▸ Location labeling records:
____
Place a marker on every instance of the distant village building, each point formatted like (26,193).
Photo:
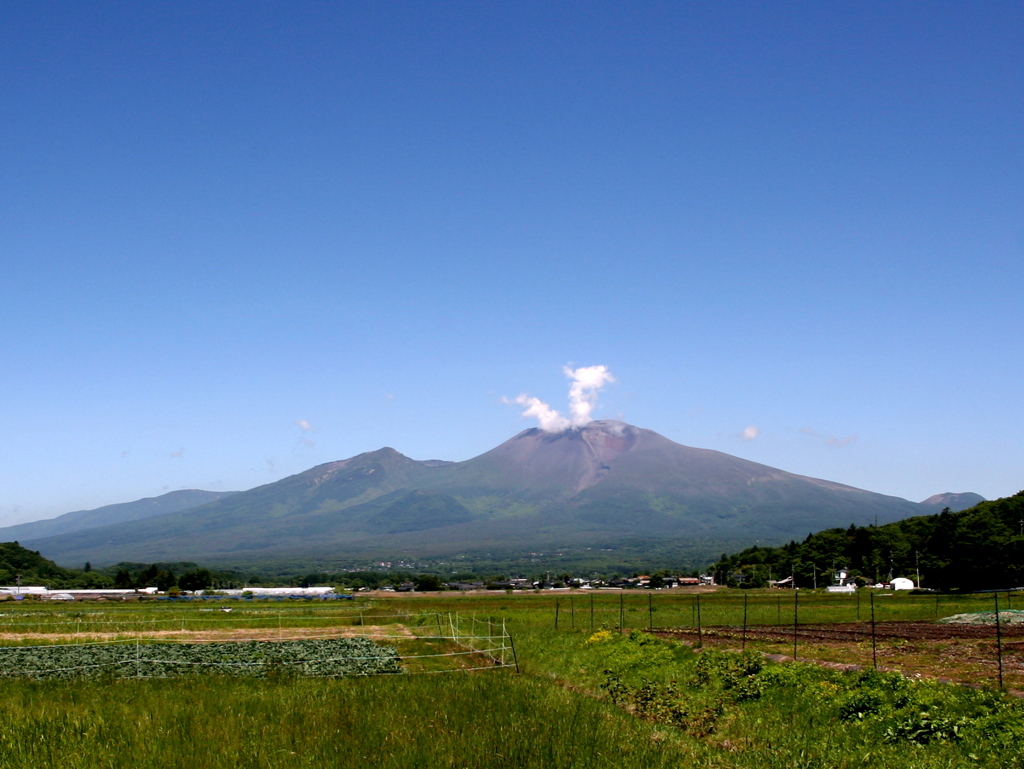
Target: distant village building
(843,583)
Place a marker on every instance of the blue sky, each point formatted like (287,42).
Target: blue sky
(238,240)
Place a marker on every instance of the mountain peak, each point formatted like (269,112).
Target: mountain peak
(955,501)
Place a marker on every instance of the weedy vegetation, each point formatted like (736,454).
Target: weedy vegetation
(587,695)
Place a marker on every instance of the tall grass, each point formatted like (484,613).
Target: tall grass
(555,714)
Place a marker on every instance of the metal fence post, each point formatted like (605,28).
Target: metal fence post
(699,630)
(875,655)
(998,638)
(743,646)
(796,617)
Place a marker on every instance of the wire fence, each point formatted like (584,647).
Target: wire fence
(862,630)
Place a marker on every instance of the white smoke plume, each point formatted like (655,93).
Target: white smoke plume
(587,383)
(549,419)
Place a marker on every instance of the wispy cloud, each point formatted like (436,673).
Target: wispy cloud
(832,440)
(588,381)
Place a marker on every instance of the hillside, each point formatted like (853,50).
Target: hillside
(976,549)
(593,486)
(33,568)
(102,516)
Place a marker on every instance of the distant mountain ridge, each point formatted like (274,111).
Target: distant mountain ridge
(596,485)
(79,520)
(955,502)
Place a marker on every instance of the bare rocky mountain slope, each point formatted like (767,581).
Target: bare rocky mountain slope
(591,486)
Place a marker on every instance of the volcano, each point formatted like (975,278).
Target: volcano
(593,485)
____
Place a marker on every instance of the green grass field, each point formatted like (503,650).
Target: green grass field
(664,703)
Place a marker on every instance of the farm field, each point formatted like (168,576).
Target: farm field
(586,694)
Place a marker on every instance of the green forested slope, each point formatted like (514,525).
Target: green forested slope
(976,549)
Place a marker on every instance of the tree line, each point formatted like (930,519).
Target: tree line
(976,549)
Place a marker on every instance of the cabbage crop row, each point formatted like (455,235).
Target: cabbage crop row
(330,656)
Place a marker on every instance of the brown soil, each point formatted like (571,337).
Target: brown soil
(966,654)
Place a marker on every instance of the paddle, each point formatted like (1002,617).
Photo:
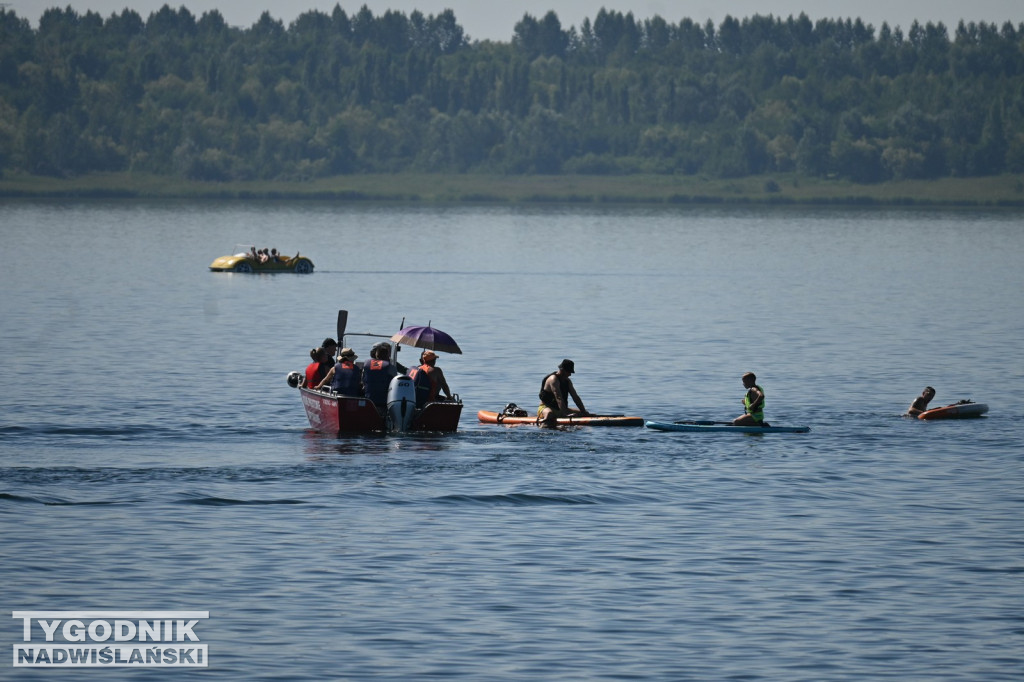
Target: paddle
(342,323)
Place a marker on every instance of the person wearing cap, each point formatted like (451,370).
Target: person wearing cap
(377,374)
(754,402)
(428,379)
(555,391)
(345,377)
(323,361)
____
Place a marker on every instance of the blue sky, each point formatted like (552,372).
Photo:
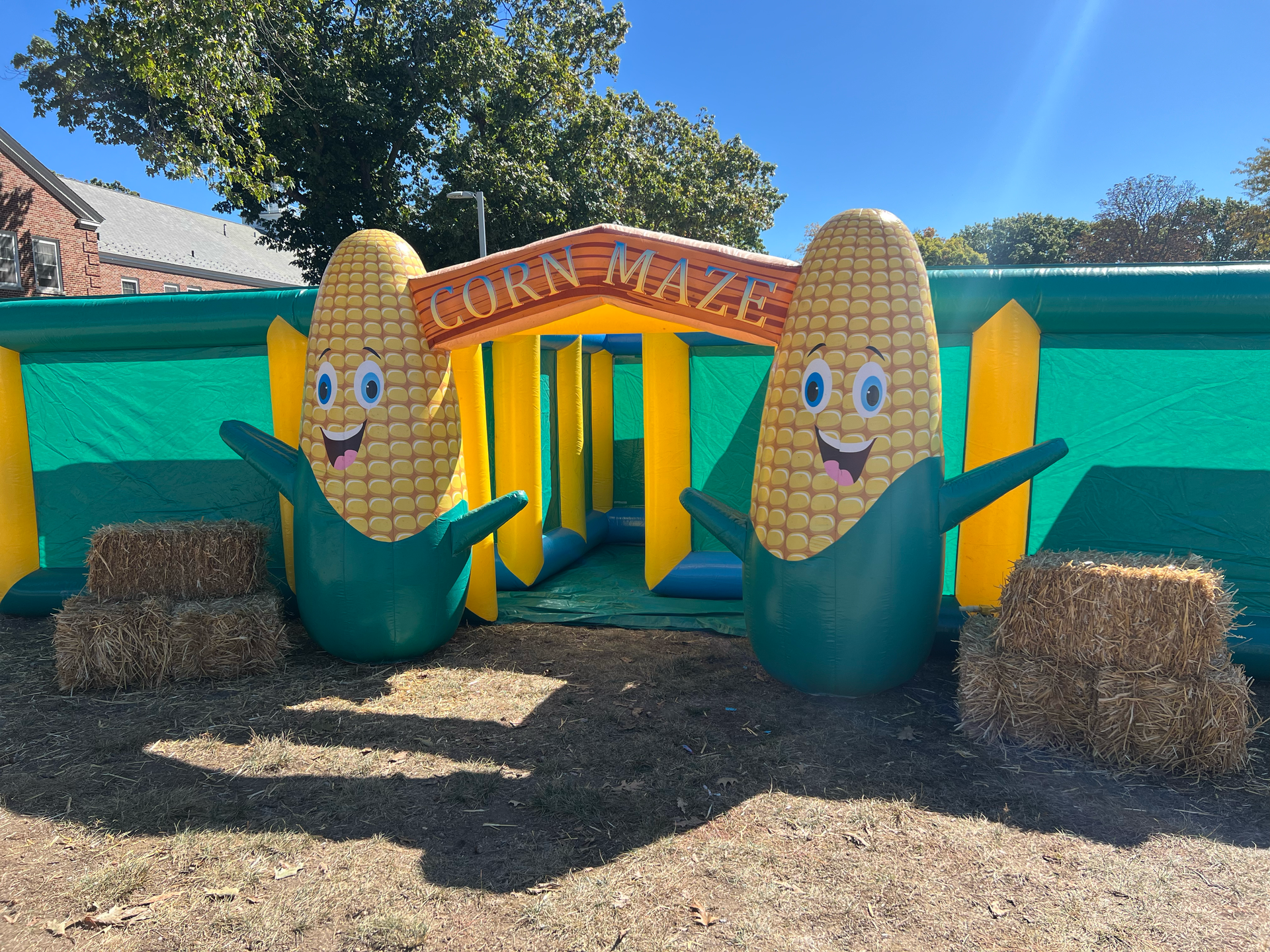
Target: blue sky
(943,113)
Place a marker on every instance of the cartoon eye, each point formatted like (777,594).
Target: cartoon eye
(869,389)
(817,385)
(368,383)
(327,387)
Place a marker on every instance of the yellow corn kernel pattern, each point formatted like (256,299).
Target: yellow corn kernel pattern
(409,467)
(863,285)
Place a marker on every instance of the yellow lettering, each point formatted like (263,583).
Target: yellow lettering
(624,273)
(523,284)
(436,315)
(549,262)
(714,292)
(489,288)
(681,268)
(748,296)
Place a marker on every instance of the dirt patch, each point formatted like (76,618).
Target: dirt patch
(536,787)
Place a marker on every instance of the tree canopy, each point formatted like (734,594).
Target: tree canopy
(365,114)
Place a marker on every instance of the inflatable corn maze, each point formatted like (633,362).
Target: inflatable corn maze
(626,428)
____
▸ Task goal: List every line in the records above that contains the word "ridge".

▸ Reply to the exercise:
Place a marker on every instance of the distant mountain ridge, each point formatted like (274,111).
Target: distant mountain ridge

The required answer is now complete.